## Work instructions:
Write out all the rows below again, requests included, and shift every polygon coordinate in the answers by adding 86 to it, keeping all other numbers unchanged. Leave the pictures out.

--- start of Data records ---

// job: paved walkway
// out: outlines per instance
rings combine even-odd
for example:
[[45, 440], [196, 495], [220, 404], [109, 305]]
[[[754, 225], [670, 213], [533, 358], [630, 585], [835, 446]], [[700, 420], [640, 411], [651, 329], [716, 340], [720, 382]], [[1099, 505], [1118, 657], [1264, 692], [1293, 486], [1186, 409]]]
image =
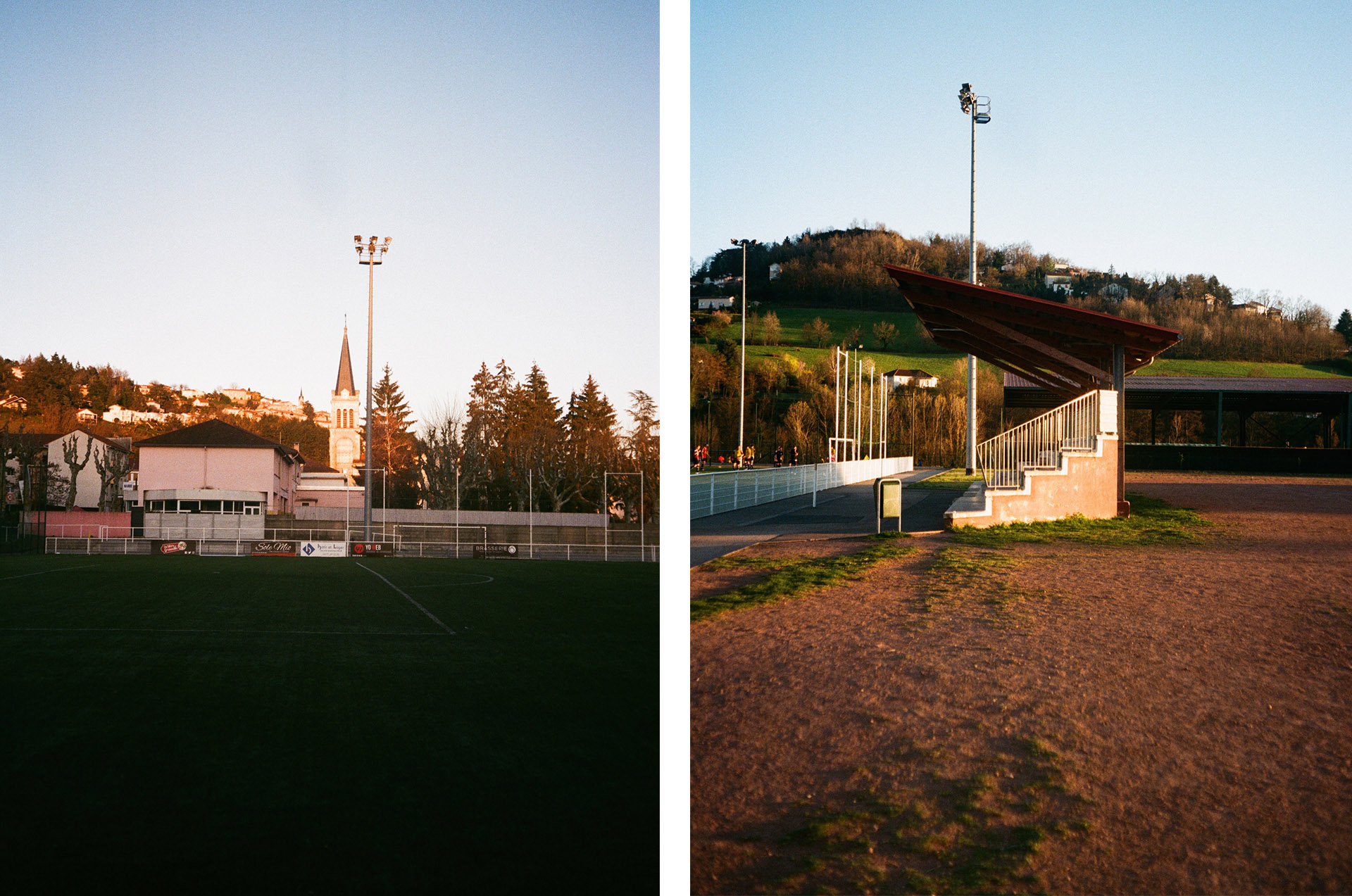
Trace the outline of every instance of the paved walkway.
[[[899, 474], [903, 482], [902, 531], [926, 532], [944, 528], [944, 511], [965, 488], [909, 489], [904, 484], [926, 480], [945, 469], [932, 466]], [[890, 524], [891, 520], [884, 523]], [[877, 512], [873, 509], [873, 481], [869, 480], [818, 492], [815, 508], [811, 495], [799, 495], [781, 501], [692, 519], [690, 565], [699, 566], [715, 557], [775, 538], [867, 535], [875, 531], [877, 531]]]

--- end of Data records ---

## Full solution:
// job: paved walkway
// out: outlines per instance
rings combine even-odd
for example:
[[45, 440], [196, 495], [220, 404], [109, 305]]
[[[754, 225], [670, 213], [533, 358], [630, 585], [835, 446]], [[700, 420], [640, 411], [651, 329], [716, 340], [720, 382]], [[1099, 505], [1118, 657], [1264, 692], [1293, 486], [1186, 409]]]
image =
Trace the outline of every instance of the paved walkway.
[[[985, 560], [989, 568], [988, 617], [1012, 618], [1030, 614], [1030, 597], [1051, 574], [995, 575], [990, 570], [1012, 566], [1031, 555], [1018, 552]], [[976, 610], [977, 606], [970, 609]], [[963, 598], [959, 595], [959, 567], [955, 566], [904, 578], [901, 594], [897, 581], [885, 581], [867, 587], [778, 605], [776, 651], [785, 652], [801, 643], [861, 624], [953, 621], [961, 617], [963, 617]]]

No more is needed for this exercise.